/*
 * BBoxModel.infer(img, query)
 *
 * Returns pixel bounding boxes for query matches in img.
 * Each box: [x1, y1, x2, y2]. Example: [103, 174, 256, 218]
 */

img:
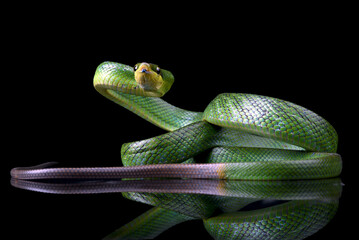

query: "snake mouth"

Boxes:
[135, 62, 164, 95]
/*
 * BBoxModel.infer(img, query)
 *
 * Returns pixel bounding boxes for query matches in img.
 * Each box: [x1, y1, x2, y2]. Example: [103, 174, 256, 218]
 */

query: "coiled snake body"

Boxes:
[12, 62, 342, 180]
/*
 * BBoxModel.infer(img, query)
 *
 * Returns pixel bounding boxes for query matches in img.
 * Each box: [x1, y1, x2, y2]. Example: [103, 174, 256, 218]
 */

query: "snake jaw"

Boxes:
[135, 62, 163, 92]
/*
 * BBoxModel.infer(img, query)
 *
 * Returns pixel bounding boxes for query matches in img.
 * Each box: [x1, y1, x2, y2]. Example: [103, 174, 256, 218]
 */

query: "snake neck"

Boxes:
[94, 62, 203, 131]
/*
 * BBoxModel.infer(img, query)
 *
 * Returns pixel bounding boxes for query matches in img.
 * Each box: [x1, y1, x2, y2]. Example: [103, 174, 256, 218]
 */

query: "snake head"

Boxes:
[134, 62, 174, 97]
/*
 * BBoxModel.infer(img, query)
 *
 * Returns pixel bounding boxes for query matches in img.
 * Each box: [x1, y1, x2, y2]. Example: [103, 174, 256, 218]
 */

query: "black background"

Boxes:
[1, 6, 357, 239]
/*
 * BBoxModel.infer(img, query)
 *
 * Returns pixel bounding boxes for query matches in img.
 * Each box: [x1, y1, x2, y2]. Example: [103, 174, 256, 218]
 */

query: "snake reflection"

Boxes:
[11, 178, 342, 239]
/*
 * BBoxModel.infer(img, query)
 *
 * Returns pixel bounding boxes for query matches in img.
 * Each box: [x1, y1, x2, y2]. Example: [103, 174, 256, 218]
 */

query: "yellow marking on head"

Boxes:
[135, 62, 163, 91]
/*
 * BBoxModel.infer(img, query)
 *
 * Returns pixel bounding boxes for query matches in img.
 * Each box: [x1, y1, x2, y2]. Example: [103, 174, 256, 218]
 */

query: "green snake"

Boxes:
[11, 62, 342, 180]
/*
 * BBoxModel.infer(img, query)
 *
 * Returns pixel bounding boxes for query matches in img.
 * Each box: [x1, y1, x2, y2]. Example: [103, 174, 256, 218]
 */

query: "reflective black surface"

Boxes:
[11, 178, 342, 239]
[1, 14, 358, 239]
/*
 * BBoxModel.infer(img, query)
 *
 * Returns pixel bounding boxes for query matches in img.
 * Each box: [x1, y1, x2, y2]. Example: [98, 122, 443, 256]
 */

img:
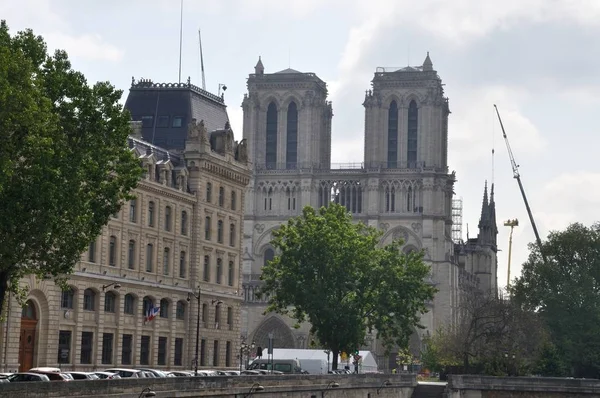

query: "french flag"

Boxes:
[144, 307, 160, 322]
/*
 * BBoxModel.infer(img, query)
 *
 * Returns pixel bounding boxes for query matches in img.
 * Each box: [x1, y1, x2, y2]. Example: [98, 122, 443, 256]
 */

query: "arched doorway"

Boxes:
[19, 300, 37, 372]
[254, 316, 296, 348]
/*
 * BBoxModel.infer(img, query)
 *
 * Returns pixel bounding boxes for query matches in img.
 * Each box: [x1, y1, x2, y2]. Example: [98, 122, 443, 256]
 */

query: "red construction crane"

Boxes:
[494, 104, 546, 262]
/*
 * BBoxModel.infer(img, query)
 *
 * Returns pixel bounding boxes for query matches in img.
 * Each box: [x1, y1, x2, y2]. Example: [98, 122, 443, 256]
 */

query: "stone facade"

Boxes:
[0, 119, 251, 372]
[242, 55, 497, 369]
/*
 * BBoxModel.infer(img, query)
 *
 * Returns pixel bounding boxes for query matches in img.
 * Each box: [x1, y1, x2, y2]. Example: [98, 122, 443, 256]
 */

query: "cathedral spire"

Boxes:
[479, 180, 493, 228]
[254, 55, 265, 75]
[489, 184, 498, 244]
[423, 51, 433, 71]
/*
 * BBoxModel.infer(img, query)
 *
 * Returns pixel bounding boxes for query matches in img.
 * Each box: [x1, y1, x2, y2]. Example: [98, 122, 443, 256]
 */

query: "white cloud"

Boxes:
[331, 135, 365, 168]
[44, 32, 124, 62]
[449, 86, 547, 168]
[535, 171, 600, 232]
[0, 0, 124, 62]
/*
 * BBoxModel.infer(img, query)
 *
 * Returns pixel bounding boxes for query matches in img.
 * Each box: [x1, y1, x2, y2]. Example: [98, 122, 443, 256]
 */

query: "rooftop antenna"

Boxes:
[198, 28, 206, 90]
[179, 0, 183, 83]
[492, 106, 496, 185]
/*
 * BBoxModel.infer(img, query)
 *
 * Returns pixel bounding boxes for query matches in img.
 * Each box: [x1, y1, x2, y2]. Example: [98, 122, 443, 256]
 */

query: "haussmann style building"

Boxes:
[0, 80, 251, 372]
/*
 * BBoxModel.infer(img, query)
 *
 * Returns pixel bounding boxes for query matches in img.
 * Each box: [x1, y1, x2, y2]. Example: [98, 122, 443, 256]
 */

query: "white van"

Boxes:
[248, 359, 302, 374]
++++
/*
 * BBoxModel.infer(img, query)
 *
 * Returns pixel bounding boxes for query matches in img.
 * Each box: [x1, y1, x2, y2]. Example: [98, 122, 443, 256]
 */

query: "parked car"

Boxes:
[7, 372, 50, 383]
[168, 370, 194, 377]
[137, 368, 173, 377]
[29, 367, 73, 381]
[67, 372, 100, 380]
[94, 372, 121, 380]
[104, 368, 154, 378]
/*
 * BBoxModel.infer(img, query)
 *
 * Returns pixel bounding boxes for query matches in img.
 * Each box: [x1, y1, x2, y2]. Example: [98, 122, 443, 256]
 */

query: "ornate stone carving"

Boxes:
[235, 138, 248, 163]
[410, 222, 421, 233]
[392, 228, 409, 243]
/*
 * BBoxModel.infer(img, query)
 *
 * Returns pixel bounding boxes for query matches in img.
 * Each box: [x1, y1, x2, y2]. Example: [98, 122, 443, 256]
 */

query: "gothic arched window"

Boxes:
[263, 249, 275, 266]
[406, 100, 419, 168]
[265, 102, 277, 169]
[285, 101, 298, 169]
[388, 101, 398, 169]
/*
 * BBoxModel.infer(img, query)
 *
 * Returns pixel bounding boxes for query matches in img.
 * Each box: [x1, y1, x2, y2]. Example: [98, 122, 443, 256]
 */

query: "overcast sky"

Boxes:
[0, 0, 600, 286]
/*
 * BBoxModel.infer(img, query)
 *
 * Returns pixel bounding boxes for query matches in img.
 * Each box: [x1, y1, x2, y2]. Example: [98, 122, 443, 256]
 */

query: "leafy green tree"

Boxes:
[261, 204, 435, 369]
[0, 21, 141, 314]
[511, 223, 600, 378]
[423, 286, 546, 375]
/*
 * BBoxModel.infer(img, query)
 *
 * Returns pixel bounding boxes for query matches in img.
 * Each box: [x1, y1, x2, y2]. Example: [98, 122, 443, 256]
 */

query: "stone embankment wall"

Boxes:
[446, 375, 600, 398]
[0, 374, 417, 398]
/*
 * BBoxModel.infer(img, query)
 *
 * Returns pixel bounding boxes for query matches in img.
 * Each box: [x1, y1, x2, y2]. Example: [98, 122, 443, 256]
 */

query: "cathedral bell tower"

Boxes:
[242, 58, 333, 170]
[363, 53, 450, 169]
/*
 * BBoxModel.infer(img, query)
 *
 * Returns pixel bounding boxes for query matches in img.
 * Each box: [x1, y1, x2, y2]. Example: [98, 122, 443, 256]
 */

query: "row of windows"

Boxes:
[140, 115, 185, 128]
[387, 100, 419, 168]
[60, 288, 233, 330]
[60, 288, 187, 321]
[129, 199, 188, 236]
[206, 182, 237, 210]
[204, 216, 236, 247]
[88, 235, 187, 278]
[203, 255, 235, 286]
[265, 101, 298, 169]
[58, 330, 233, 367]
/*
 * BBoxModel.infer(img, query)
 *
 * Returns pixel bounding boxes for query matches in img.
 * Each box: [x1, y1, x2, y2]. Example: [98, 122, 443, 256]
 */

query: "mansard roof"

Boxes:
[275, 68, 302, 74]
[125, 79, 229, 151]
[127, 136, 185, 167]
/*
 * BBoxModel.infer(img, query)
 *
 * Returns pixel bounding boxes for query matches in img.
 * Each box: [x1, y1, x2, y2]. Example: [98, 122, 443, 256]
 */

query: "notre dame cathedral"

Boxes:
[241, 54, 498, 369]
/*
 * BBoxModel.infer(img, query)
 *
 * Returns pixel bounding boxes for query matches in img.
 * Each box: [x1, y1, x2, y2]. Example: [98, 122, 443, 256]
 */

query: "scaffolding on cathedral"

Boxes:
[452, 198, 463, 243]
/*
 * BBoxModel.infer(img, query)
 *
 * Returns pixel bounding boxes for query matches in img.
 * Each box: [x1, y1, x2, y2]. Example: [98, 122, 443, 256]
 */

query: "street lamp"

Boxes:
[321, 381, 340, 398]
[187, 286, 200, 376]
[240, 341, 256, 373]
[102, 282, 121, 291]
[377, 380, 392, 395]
++++
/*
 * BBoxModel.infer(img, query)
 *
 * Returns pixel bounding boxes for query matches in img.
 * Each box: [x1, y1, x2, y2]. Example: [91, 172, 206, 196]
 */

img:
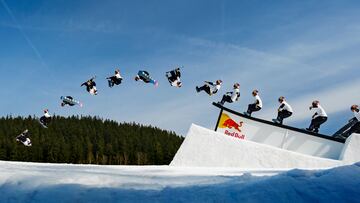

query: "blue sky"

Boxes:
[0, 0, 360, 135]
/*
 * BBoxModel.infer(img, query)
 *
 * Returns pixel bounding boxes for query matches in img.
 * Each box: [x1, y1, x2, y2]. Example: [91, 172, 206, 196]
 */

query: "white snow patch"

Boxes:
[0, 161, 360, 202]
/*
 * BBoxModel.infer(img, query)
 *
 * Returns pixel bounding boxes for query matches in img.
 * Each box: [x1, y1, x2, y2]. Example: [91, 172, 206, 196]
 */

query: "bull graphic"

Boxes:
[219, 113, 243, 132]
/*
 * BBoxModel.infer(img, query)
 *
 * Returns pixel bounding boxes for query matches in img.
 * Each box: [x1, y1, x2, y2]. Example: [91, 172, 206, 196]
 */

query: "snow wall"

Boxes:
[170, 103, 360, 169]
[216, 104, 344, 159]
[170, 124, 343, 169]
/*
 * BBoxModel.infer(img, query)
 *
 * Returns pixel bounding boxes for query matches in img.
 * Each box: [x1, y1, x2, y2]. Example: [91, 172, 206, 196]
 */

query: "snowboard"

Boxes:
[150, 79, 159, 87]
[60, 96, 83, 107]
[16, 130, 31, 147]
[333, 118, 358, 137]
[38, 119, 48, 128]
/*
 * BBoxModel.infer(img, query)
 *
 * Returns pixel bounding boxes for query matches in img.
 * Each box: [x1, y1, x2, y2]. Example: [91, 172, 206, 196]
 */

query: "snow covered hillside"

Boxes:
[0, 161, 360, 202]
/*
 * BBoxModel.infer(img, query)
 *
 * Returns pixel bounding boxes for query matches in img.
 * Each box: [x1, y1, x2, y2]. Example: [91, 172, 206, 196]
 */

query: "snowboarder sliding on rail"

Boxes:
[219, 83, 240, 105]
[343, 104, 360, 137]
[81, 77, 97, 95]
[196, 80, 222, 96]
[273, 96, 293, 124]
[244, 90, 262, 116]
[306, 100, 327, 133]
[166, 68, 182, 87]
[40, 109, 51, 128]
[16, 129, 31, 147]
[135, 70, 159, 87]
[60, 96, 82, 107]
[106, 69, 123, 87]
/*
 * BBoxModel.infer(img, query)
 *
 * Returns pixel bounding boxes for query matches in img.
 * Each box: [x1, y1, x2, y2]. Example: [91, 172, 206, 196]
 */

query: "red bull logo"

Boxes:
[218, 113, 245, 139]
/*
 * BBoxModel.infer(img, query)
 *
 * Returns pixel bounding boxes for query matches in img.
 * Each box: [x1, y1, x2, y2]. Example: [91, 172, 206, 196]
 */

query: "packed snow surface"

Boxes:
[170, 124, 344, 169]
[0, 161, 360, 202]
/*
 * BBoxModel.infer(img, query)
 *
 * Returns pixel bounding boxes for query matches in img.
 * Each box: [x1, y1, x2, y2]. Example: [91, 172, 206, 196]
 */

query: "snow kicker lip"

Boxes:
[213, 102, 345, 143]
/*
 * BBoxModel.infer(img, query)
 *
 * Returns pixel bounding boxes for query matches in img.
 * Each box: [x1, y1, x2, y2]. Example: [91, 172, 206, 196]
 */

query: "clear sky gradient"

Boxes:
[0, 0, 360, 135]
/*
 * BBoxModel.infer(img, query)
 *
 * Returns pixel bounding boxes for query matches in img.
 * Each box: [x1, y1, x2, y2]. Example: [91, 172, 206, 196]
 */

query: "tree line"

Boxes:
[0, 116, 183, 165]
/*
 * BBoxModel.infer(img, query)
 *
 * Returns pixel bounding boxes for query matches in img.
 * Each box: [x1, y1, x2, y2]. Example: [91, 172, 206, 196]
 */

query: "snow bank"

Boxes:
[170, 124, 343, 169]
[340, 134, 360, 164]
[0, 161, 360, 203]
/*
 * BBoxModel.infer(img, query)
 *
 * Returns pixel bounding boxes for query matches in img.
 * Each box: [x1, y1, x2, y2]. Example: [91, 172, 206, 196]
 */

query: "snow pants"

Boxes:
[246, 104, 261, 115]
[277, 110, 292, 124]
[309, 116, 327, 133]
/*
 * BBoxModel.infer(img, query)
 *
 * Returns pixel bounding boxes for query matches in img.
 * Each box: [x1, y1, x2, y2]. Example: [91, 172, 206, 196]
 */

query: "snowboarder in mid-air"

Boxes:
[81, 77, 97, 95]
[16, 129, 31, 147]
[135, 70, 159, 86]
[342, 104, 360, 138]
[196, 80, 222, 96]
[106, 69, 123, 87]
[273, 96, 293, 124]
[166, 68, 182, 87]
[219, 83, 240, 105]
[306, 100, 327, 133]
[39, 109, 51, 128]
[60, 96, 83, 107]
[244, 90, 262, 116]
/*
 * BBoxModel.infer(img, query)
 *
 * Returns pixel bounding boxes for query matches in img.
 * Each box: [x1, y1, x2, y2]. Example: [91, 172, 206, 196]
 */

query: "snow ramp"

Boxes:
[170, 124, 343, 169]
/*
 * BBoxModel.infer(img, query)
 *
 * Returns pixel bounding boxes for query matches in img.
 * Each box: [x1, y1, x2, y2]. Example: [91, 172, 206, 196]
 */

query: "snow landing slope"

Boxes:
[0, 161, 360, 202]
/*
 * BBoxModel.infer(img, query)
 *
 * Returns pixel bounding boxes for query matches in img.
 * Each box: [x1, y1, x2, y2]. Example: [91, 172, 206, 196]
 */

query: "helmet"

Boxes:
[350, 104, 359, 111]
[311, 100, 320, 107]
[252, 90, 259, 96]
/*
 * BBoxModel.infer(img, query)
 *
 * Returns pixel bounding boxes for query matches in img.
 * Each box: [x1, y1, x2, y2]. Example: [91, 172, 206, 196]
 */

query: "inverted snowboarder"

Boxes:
++++
How many lines in the records above contain the string "white"? Case counts. Reply with the number only.

→ **Exercise solution**
3